What the exercise asks:
Below are records; please set down exactly the lines from the first through the one containing "TARGET = flush mount ceiling light".

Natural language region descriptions
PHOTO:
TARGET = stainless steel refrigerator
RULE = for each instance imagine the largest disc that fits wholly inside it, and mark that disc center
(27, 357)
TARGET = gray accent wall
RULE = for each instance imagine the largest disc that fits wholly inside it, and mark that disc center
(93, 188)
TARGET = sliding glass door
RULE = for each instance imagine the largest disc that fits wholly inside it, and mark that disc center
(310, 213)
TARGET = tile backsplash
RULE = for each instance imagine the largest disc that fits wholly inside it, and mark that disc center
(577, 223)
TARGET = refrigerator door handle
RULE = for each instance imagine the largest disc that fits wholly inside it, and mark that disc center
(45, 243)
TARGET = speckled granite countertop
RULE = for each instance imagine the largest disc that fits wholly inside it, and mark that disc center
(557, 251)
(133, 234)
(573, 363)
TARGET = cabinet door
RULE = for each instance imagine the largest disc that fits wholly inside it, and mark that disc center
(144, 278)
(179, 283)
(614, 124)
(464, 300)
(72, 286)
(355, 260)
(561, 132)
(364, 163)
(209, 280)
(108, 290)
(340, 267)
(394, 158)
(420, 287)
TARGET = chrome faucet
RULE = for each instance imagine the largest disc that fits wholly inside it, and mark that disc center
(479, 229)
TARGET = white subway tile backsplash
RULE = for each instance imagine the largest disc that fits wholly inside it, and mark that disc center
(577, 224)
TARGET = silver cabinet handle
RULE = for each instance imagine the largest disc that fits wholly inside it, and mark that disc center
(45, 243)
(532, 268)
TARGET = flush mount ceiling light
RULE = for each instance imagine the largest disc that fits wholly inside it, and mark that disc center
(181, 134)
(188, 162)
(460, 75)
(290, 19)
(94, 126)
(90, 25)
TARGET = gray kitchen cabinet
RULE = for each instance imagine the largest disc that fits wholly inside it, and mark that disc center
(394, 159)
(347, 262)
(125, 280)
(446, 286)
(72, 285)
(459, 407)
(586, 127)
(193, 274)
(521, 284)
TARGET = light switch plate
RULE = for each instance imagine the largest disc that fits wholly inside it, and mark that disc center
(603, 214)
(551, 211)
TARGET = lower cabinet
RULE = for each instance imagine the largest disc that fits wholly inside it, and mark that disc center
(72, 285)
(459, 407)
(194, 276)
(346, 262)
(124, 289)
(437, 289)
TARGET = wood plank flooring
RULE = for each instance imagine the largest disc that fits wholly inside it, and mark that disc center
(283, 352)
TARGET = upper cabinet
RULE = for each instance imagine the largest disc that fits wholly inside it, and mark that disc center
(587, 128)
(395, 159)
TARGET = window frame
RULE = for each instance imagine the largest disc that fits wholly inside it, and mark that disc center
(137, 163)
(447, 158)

Problem solution:
PHOTO:
TARGET = stainless steel refrigerator
RULE = for each instance imagine the largest disc that fits wholly inside it, and mark that disc center
(27, 357)
TARGET = gray accent wall
RULE = for each instance imagine the largest disc that fits wholly inside it, and mark that disc center
(93, 188)
TARGET = sliding glass door
RULE = for each instance imagine the largest disc that fits wholly inside it, and mark that disc center
(310, 213)
TARGET = tile backsplash
RULE = for each instance imagine the largest disc that fits wholly inside it, and mark that disc center
(577, 223)
TARGET = refrigerator door handle
RULE = for each instance imagine the largest disc that fits wholly inside it, and mark that disc center
(45, 243)
TARGET = speckled granite countertop
RULE = for each instance imagine the largest disc that fits wholly inside it, and mark that disc center
(557, 251)
(133, 234)
(573, 363)
TARGET = cabinet door
RULE = for each instance imagine the largest disc that fits wholly inside it, and mark that disc center
(144, 278)
(179, 283)
(614, 124)
(464, 300)
(72, 286)
(355, 260)
(561, 132)
(364, 163)
(209, 280)
(108, 290)
(340, 267)
(394, 158)
(420, 287)
TARGET = chrome faucet
RULE = for each instance imagine the largest disc that fits wholly inside it, and mark that disc center
(479, 229)
TARGET = white subway tile backsplash
RULE = for each instance imagine the largest disc that fits wholly inside it, and mark that disc center
(577, 224)
TARGET = silver cabinet handle
RULE = for each instance imagine the largest disc that fits wholly inside it, and mark that disc center
(45, 243)
(532, 268)
TARGET = flush mount ceiling light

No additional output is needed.